INSTRUCTIONS TO FOLLOW » Please select every line of the material below that contains the word "grass", paying attention to case.
BEGIN SUPPLIED DATA
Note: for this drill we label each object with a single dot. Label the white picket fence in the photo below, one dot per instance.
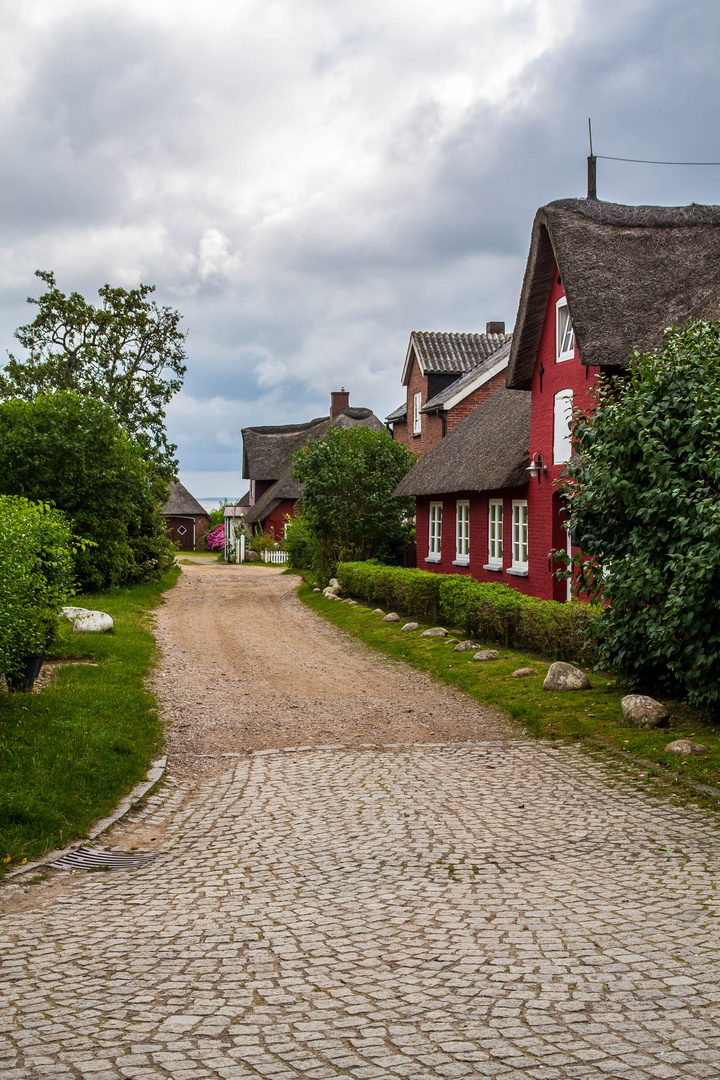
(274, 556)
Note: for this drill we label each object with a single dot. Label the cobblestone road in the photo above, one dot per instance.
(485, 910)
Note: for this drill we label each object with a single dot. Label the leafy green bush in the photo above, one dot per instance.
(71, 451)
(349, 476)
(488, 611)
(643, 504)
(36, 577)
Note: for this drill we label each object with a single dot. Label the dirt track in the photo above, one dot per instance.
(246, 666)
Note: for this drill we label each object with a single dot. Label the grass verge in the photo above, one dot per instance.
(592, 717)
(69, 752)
END SUPPLIED DATA
BEGIN SUPPLIED DATA
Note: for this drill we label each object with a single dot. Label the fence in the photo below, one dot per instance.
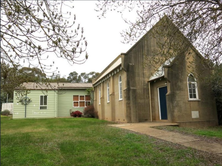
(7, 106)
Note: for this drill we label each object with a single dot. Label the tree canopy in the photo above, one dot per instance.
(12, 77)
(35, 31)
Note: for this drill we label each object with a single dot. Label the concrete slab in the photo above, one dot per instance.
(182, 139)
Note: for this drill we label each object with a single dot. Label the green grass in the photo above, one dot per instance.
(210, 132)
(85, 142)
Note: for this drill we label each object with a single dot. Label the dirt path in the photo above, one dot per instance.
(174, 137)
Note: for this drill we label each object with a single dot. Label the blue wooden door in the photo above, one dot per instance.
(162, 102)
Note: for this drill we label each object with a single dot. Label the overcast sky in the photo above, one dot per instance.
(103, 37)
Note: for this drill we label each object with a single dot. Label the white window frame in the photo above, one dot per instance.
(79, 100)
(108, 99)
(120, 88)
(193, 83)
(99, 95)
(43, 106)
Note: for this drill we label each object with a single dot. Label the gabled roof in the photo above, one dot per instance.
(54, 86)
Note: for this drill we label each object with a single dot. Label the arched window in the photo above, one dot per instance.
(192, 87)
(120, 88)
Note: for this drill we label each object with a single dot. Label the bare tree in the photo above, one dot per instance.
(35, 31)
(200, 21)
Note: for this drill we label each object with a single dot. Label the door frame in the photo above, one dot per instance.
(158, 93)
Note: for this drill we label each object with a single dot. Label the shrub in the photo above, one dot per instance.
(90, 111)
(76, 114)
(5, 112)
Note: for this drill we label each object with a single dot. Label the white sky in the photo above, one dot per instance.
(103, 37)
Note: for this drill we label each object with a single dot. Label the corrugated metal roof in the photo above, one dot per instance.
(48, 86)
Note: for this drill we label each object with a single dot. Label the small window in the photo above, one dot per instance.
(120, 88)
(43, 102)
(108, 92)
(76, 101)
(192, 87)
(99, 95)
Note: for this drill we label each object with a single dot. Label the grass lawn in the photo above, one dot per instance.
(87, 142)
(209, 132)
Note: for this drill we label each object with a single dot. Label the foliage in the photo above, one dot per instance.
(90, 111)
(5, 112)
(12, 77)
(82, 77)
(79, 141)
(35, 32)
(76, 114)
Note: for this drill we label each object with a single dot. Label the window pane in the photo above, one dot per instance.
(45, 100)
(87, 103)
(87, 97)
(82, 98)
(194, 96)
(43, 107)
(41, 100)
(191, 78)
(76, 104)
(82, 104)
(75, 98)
END SUPPLIED DATA
SOLVED EXERCISE »
Note: for this drill we label each object with a single dot. Label the grass verge in the photo above, one dot per instance.
Note: for this drill we label each object with a single dot. Label the green grass in the photo above, one dot per instance.
Note: for this drill we label each object with a single dot. Label the grass lawn in the photo above, one dot per instance.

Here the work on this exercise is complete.